- **Information given**
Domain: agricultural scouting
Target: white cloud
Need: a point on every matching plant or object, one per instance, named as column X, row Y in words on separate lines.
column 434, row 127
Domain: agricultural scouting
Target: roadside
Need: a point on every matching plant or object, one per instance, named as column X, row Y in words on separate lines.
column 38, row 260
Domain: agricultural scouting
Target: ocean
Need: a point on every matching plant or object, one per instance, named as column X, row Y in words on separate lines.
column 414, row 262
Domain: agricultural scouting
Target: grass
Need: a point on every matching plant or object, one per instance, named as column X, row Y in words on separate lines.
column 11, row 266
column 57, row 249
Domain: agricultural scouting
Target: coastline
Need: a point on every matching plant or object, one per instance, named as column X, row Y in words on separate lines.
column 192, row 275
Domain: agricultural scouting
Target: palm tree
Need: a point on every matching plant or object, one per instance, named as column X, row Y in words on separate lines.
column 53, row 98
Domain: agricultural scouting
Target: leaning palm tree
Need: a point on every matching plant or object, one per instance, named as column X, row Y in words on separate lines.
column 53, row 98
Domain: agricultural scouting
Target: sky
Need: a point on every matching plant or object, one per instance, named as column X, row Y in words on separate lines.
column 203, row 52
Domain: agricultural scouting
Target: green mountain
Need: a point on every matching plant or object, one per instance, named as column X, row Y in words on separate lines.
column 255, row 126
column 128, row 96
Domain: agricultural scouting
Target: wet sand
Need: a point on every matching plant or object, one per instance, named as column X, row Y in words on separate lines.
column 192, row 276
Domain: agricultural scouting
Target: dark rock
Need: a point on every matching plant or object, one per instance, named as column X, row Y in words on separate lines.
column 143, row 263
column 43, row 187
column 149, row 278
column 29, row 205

- **What this task involves**
Convert all of the lines above into a JSON list of strings, with one string for each line and any blank lines left out.

- **Answer below**
[
  "Domain: agricultural scouting",
  "Target: white cloud",
  "Need: a point on every matching plant or object, one per instance, named as column X, row Y in words on separate lines.",
  "column 434, row 127",
  "Domain: agricultural scouting",
  "Target: roadside",
  "Need: a point on every matching plant or object, one per instance, named as column X, row Y in words on separate lines.",
  "column 38, row 260",
  "Domain: agricultural scouting",
  "Target: ocean",
  "Need: a point on every matching plant or object, one per instance, named as column X, row Y in words on separate lines.",
  "column 414, row 262",
  "Domain: agricultural scouting",
  "Target: grass",
  "Need: a point on every matching plant or object, one per instance, named as column X, row Y in words on separate lines.",
  "column 11, row 266",
  "column 57, row 249",
  "Domain: agricultural scouting",
  "Target: coastline",
  "Need: a point on every matching plant or object, one per instance, named as column X, row Y in words on separate lines.",
  "column 192, row 275",
  "Domain: agricultural scouting",
  "Target: palm tree",
  "Need: a point on every matching plant or object, one per instance, named as column X, row Y in words on separate lines.",
  "column 53, row 98",
  "Domain: agricultural scouting",
  "Target: leaning palm tree",
  "Need: a point on every matching plant or object, one per instance, named as column X, row Y in words on separate lines.",
  "column 53, row 98",
  "Domain: agricultural scouting",
  "Target: sky",
  "Need: a point on every matching plant or object, one per instance, named as column X, row Y in words on separate lines.",
  "column 203, row 52",
  "Domain: agricultural scouting",
  "Target: green mountain",
  "Need: a point on every matching plant or object, one per instance, named as column X, row Y in words on separate lines.",
  "column 255, row 126",
  "column 128, row 96",
  "Domain: agricultural scouting",
  "Target: wet sand",
  "Need: a point on every matching plant or object, one per instance, named as column X, row Y in words on separate lines.",
  "column 192, row 276",
  "Domain: agricultural scouting",
  "Target: dark rock",
  "Need: a point on every matching plant or object, one per instance, named as column X, row Y in words on separate lines.",
  "column 143, row 263",
  "column 43, row 187",
  "column 149, row 278",
  "column 29, row 205"
]